* DATASET ROWS
↓↓↓
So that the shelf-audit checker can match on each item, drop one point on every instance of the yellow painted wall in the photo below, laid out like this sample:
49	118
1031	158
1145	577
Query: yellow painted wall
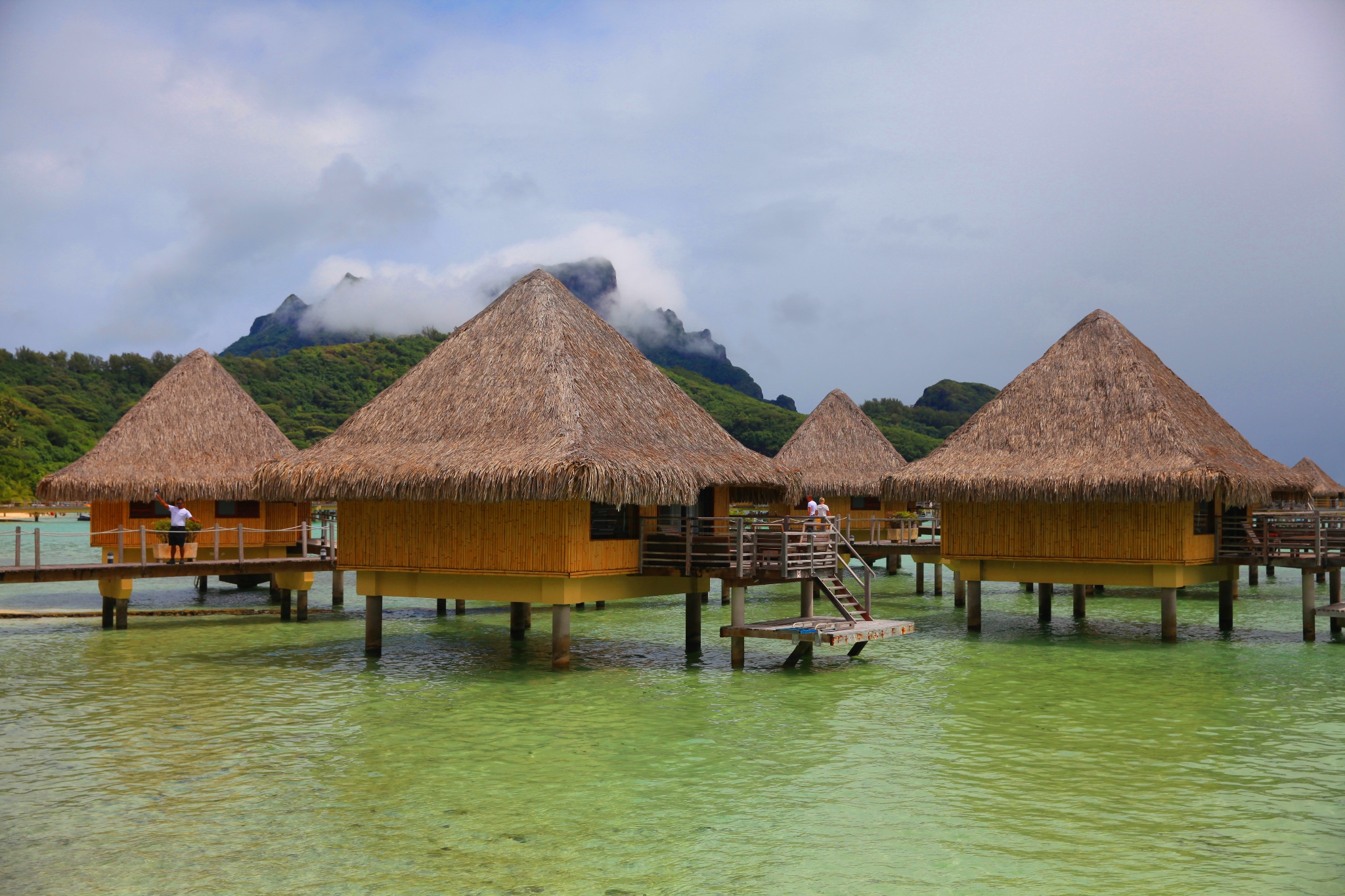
↑↑↑
* GIVEN INSTRUCTION
Rewrite the material above as a numbered list with one line per item. Skip any blank lines and leave out the picture.

* THE REPLY
1. So that the shelf-audit checker can match on each item, drop one point on every instance of the yellow painted wall in the photo below, laid out like this sample:
2. 49	118
3. 1031	158
4. 1145	577
5. Query: yellow painted wall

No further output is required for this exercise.